> **Your instructions**:
Rewrite the items below as a two-column CSV with the headers "prompt" and "points", one row per item, putting each item's text and its answer in a single quoted field with line breaks changed to spaces. Leave the pictures out.
---
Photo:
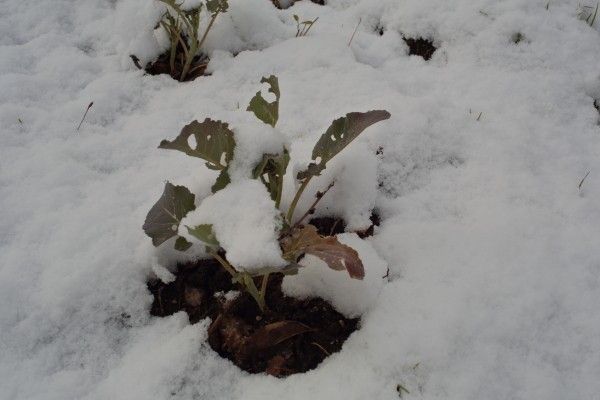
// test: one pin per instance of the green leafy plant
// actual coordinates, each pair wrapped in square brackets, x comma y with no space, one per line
[588,13]
[215,144]
[303,27]
[182,28]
---
> **Solution to the exercise**:
prompt,points
"Photo: // test: one pin per instance of the green leafy plant // actual coordinates, each pair wrapped in square brackets, x comma y with no space, one per line","[588,13] [215,144] [303,27] [182,28]"